- **What is being asked**: Set down, word for word, the lines of the records starting with the line containing "Report the position of each instance of the index" and going on through the line containing "Target: index finger". Leave the pictures out.

- **Supplied information**:
★ ★ ★

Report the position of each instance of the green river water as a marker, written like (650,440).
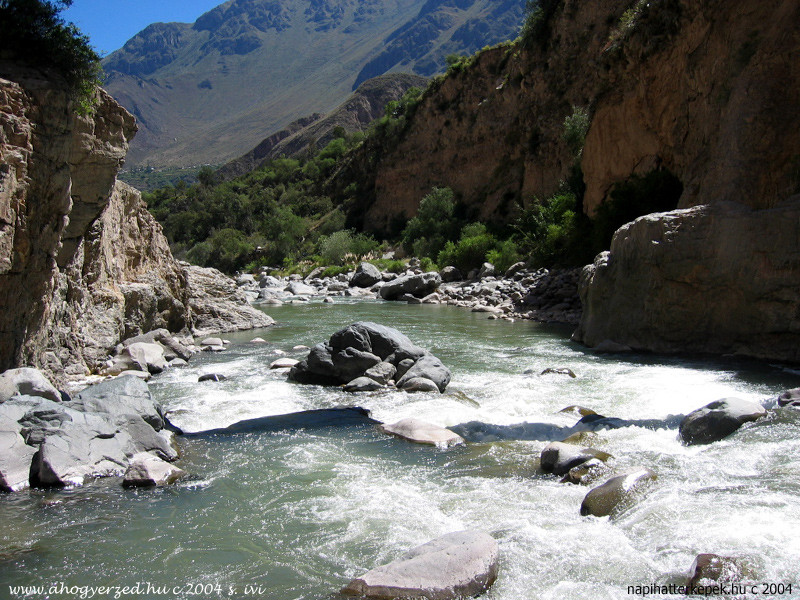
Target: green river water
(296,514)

★ ★ ★

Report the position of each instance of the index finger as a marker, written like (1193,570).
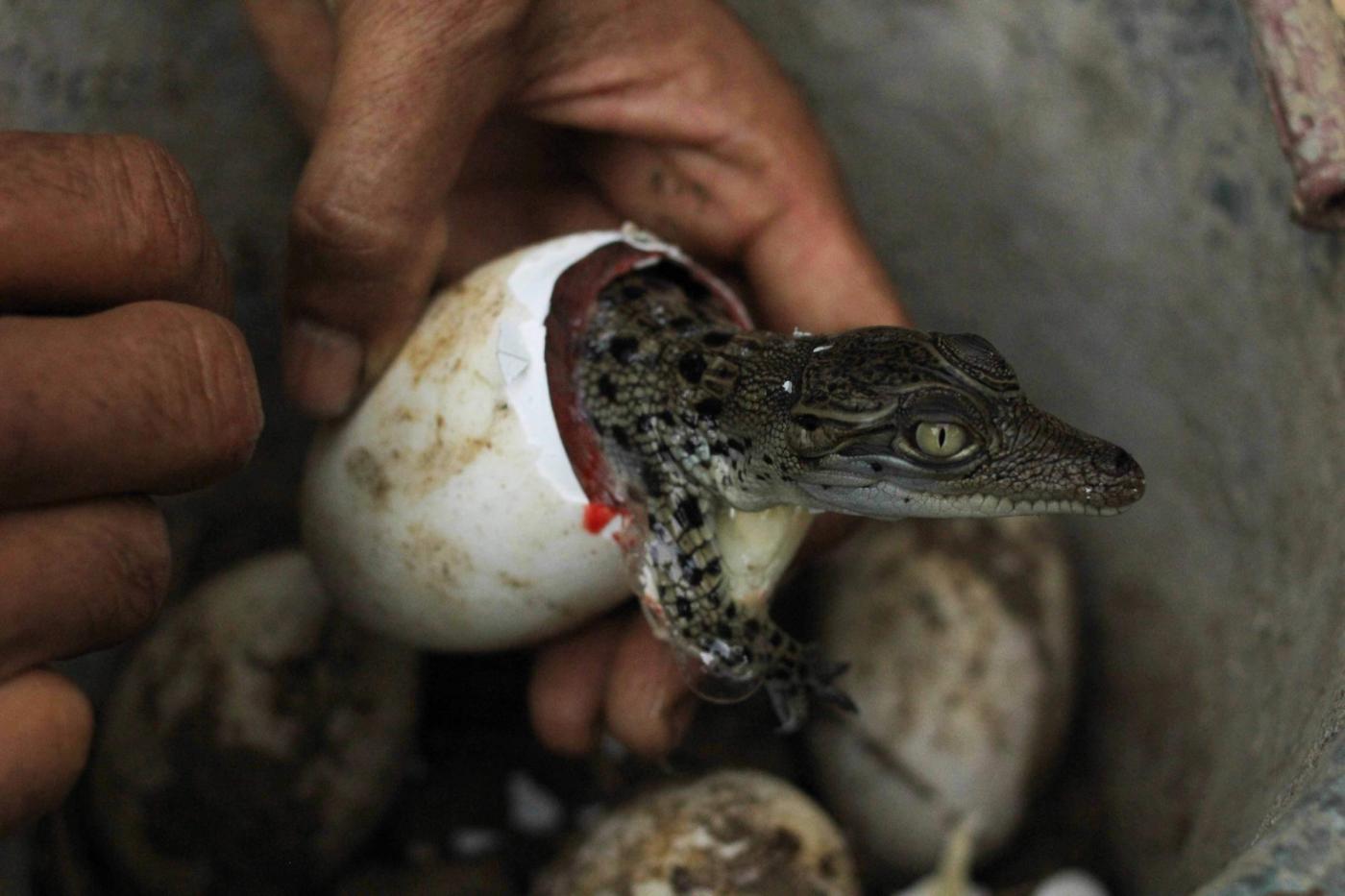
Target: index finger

★ ★ ★

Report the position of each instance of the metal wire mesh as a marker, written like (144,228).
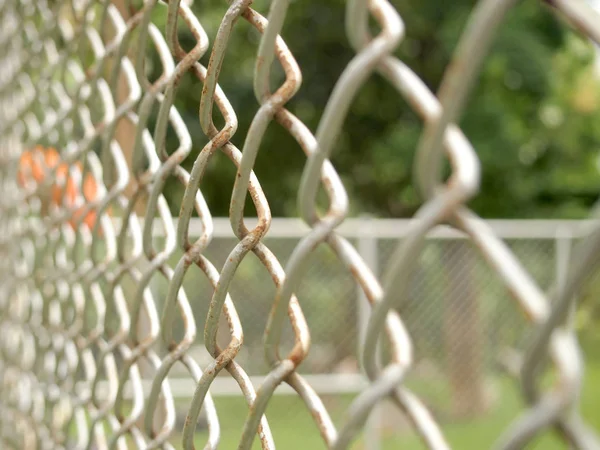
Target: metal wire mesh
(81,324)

★ ★ ★

- **Answer to this exercise**:
Report the position of each instance of the index finger as a marker, written like (1193,570).
Target: index finger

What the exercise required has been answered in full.